START MATERIAL PROVIDED

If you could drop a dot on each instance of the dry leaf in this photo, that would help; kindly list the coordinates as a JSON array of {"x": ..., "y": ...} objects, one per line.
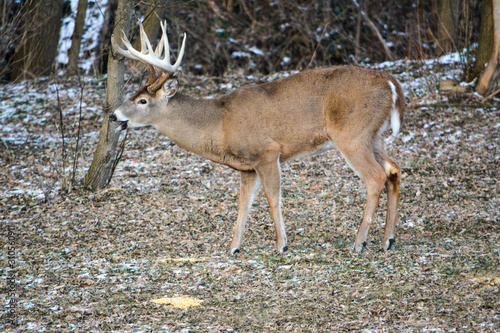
[
  {"x": 178, "y": 302},
  {"x": 87, "y": 283}
]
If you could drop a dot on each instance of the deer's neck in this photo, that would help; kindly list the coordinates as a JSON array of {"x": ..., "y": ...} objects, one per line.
[{"x": 195, "y": 125}]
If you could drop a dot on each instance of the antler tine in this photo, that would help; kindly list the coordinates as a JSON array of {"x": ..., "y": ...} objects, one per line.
[
  {"x": 147, "y": 55},
  {"x": 146, "y": 47},
  {"x": 121, "y": 51},
  {"x": 181, "y": 53}
]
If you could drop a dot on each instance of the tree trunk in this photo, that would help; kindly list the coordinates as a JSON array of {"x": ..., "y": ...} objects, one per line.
[
  {"x": 448, "y": 11},
  {"x": 76, "y": 38},
  {"x": 489, "y": 81},
  {"x": 485, "y": 44},
  {"x": 100, "y": 171},
  {"x": 151, "y": 22},
  {"x": 101, "y": 59},
  {"x": 36, "y": 55}
]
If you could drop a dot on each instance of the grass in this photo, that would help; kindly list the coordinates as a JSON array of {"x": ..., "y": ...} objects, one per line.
[{"x": 95, "y": 261}]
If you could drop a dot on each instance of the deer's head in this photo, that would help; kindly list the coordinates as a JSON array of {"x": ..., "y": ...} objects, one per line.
[{"x": 142, "y": 107}]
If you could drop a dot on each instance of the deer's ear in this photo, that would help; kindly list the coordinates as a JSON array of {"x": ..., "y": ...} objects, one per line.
[{"x": 171, "y": 86}]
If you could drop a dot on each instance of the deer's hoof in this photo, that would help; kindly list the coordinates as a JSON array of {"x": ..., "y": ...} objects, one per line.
[
  {"x": 358, "y": 248},
  {"x": 388, "y": 244}
]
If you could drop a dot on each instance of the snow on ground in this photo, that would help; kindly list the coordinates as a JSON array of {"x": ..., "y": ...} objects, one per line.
[{"x": 28, "y": 105}]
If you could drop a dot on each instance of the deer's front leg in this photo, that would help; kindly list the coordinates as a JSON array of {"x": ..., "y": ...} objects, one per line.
[
  {"x": 270, "y": 176},
  {"x": 249, "y": 185}
]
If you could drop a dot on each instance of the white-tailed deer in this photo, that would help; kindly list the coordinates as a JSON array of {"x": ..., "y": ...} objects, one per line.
[{"x": 254, "y": 129}]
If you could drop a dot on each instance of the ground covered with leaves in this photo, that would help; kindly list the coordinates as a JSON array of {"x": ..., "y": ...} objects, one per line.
[{"x": 150, "y": 252}]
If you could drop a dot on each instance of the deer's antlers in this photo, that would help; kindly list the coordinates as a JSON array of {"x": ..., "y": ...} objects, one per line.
[{"x": 155, "y": 61}]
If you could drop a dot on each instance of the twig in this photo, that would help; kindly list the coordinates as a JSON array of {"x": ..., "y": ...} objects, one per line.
[
  {"x": 490, "y": 96},
  {"x": 61, "y": 128},
  {"x": 317, "y": 46},
  {"x": 117, "y": 158},
  {"x": 75, "y": 159},
  {"x": 374, "y": 29}
]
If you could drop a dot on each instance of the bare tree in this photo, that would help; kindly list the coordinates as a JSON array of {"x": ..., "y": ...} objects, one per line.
[
  {"x": 151, "y": 22},
  {"x": 485, "y": 45},
  {"x": 76, "y": 38},
  {"x": 489, "y": 81},
  {"x": 36, "y": 54},
  {"x": 448, "y": 11},
  {"x": 100, "y": 171}
]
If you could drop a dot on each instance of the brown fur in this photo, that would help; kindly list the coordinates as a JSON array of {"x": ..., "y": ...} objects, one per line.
[{"x": 255, "y": 128}]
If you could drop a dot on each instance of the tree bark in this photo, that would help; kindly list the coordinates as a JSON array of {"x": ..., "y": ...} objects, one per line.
[
  {"x": 100, "y": 171},
  {"x": 36, "y": 55},
  {"x": 76, "y": 38},
  {"x": 489, "y": 81},
  {"x": 151, "y": 22},
  {"x": 485, "y": 43},
  {"x": 448, "y": 11}
]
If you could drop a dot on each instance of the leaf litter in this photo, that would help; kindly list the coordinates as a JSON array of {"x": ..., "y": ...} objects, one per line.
[{"x": 95, "y": 261}]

END MATERIAL PROVIDED

■ **ACTION ITEM**: Copy exactly the line containing "the tree bark" and every line after it, ending with the last line of the records above.

■ **YOUR RESPONSE**:
If you could drop a dot on each instance of the tree bark in this photo, that would help; kindly list the coordinates as a JSON array of {"x": ..., "y": ...} objects, one per line.
[
  {"x": 100, "y": 171},
  {"x": 36, "y": 55},
  {"x": 76, "y": 38},
  {"x": 489, "y": 81},
  {"x": 151, "y": 22},
  {"x": 485, "y": 43},
  {"x": 448, "y": 11}
]
If you could drop a dot on each instance of the leaf litter in this photo, that would help; kindly list the coordinates as a JSON array of {"x": ..., "y": ...} objects, one per line.
[{"x": 95, "y": 261}]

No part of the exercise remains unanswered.